■ Zu beantwortende Fragen
[A] Wo und wann spielt laut dem Text über Kricheldorfs Lesung der Roman „Lustprinzip“?
[B] Nennen Sie alle Merkmale, die der Text über Kricheldorfs Lesung der Jugend im Roman zuschreibt.
[C] Schreiben Sie den Text über Kricheldorfs Lesung im Anschluss an seinen letzten Satz weiter.

■ Textauszug
Ohne Einstiegserklärung beginnt Rebekka Kricheldorf zu lesen. Zügig schlägt sie die Abschnitte auf, die in ihrem Debütroman „Lustprinzip“ mit Lesezeichen gekennzeichnet sind und beginnt nicht mit dem Anfang, sondern direkt in der Mitte des Buches. Die Szene: ein Gewaltausbruch, Prügel unter Rivalinnen, an der Lily beteiligt ist. Lily, deren Bafög „all ist“. Vergebens sucht sie nach Theaterrollen, spricht vor, aber die Jungs werden genommen. Den Job als Probandin für die Pharmaindustrie will sie nicht und einen, für den man früh aufstehen muss, auch nicht. „Lustprinzip“, das heißt aufgeschlüsselt wohl: aus Prinzip nur Lust, ein Bild, das Kricheldorf nach Berlin in die späten 1990 Jahre verlegt hat. Es geht um die Jugend, die rebellisch ist, radikal und eine Verweigerungshaltung an den Tag legt. Für sie heißt wild leben, frei leben.

[Daten zu Referenzausdrücken]
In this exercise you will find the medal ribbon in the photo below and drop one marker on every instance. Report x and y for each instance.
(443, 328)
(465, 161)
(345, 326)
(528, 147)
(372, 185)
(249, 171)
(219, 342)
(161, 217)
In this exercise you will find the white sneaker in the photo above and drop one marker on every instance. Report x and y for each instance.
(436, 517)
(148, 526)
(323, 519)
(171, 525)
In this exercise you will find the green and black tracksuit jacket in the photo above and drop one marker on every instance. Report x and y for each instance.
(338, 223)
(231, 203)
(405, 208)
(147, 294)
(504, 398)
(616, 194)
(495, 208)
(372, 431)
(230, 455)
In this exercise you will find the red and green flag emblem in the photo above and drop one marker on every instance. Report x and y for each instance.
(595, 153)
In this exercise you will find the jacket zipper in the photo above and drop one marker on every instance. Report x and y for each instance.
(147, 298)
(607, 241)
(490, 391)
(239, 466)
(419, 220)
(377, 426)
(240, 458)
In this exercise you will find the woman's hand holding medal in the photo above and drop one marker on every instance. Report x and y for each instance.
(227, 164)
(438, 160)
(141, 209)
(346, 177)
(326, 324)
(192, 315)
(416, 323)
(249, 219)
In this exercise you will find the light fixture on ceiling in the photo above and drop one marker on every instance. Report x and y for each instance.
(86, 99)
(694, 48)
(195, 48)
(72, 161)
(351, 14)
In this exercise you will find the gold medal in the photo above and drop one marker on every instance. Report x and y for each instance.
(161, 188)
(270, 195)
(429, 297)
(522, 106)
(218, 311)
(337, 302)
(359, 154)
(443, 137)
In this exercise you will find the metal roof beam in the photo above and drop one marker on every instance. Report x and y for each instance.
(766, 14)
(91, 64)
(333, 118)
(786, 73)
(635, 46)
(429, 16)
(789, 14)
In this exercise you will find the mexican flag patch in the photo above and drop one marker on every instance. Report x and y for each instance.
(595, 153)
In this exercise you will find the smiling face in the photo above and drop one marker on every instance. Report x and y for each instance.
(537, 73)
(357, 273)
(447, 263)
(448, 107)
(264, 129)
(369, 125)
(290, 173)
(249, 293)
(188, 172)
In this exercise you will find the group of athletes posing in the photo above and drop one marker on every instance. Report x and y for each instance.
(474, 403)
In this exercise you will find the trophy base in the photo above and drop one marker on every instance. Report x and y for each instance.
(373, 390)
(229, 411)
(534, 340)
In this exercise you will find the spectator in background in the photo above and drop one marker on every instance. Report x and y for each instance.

■ Antworten im Überblick
[A] In Berlin in den späten 1990er-Jahren.

[B] rebellisch, radikal, legt eine Verweigerungshaltung an den Tag

[C]
Wie die Story weitergeht, wird nicht zu Ende erzählt. Aber dafür stellt Rebekka Kricheldorf ihr umgedichtetes Märchen von „Schneeweißchen und Rosenrot“ gegenüber. Wortgewand erzählt sie vom Inhalt, den Schwestern, die einträchtig im Wald leben. Vom Bären, den beide Mädchen lieben lernen, der sich als verwandelter Prinz herausstellt, Schneeweißchen heiratet und sein Bruder die Rosenrot zur Braut nimmt. Von diesem Grimm-Märchen, sagt sie, habe sie sich schon als Kind „verarscht gefühlt“. Für sie sei die Jugend anders. Nicht wie die artigen Schwestern, eher kraftvoll, manchmal radikal, auch gefährlich und dumm.
Die Szenen, die aus einem Theaterstück kommen, das die Dramaturgin vor 16 Jahren geschrieben hat, liest sie abwechselnd mit dem Moderator des Abends Hans Thill. Er ist Schriftsteller, Übersetzer und Mitbegründer des Heidelberger Wunderhorn-Verlages; zudem der künstlerische Leiter des „Künstlerhauses Edenkoben“, das die 47jährige Autorin als Stipendiatin noch bis zum Wochenende beherbergt. Die Dialoge sind spannend. Das Märchen ist expressiv geworden. Die Schwestern Rivalinnen. Sie sind aufgeblüht, begehren, sind eitel und buhlen um den Fremden. Eine Ménage-à-trois ist denkbar, erklärt die viel gespielte, vielfach ausgezeichnete und ehemalige Hausautorin des Nationaltheaters. Also nochmal ein „Lust-Prinzip“. Und ein weiteres, das zum Tagesende nachhaltige Gedanken hinterlässt.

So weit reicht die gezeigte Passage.